_DIRECTION_: Please reproduce, unchanged, the part of the material that opens with the line containing "of the woman" and closes with the line containing "x=836, y=296", including both of those lines.

Rows from an object-pointing dataset
◆ ◆ ◆ ◆ ◆
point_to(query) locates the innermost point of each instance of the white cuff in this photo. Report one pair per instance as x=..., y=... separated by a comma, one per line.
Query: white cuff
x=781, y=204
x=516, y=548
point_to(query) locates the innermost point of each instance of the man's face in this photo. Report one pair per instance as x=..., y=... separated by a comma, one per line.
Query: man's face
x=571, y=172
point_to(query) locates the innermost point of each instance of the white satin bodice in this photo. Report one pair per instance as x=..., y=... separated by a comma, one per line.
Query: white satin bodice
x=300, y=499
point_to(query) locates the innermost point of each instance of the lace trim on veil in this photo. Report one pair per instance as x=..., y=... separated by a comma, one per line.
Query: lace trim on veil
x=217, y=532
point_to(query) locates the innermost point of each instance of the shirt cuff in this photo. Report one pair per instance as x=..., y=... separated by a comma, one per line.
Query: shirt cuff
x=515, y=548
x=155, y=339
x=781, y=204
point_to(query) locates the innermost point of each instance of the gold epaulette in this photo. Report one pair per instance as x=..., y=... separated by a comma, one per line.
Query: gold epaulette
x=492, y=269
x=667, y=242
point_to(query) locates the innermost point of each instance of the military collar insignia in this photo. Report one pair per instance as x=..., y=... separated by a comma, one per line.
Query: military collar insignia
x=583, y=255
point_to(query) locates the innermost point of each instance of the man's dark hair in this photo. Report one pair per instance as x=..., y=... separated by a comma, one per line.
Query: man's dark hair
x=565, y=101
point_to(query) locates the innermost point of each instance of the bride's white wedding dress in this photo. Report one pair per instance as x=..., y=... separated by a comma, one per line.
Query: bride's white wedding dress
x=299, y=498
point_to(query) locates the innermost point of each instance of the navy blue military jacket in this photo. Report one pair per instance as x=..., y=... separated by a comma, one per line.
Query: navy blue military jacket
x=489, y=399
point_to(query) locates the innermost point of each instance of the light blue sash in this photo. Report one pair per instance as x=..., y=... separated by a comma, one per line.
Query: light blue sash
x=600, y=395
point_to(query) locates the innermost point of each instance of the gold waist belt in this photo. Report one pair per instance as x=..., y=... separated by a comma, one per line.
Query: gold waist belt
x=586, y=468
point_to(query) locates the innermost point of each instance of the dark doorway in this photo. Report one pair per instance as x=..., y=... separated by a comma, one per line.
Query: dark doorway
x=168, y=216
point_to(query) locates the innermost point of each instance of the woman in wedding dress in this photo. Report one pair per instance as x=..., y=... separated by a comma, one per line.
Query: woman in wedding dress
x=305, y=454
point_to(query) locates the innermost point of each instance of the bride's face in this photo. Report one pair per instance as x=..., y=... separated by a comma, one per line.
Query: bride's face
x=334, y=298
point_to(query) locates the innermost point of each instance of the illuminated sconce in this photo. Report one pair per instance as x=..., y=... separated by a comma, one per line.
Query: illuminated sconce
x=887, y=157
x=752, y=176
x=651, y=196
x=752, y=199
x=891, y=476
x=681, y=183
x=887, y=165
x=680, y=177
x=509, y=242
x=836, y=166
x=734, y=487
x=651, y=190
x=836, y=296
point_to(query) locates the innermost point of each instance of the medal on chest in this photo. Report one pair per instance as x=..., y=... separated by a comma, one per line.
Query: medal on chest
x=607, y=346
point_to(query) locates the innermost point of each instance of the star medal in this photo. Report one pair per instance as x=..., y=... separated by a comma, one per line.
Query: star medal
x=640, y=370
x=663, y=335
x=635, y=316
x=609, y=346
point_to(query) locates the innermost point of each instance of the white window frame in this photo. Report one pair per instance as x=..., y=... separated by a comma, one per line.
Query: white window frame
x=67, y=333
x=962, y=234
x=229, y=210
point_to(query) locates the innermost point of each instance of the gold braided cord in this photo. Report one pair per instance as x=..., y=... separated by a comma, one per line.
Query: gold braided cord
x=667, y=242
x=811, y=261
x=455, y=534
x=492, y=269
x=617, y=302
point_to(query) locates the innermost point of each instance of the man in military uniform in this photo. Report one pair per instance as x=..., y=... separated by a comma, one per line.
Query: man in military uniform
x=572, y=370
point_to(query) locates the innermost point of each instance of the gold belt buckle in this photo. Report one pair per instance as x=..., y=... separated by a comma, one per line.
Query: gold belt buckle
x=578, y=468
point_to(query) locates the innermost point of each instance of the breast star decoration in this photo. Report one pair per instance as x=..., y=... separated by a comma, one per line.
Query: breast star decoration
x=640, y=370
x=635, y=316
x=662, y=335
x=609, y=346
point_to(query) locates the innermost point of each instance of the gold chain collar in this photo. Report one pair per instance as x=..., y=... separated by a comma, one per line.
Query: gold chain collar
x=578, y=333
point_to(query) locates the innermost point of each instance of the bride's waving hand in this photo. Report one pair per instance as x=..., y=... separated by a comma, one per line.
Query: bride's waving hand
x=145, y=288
◆ ◆ ◆ ◆ ◆
_CORRECT RESPONSE_:
point_to(query) locates the innermost point of each instance of the woman in wedding dress in this photo. Report one pair per instance as x=..., y=... separated by a comma, one per line.
Query: woman in wedding dress
x=305, y=454
point_to(query) locates the innermost point of each instance of the bride's face in this photo. Report one pair per instance as x=..., y=... separated by a comma, one per line.
Query: bride's face
x=334, y=298
point_to(query) locates the innermost point of each instance of the illuminated sconce in this photo. Report one pair per instance as x=..., y=... separated by a comma, one per line.
Query: illuminated sconce
x=887, y=157
x=752, y=176
x=651, y=196
x=752, y=199
x=891, y=476
x=681, y=183
x=887, y=165
x=680, y=177
x=509, y=242
x=836, y=166
x=734, y=487
x=651, y=190
x=836, y=296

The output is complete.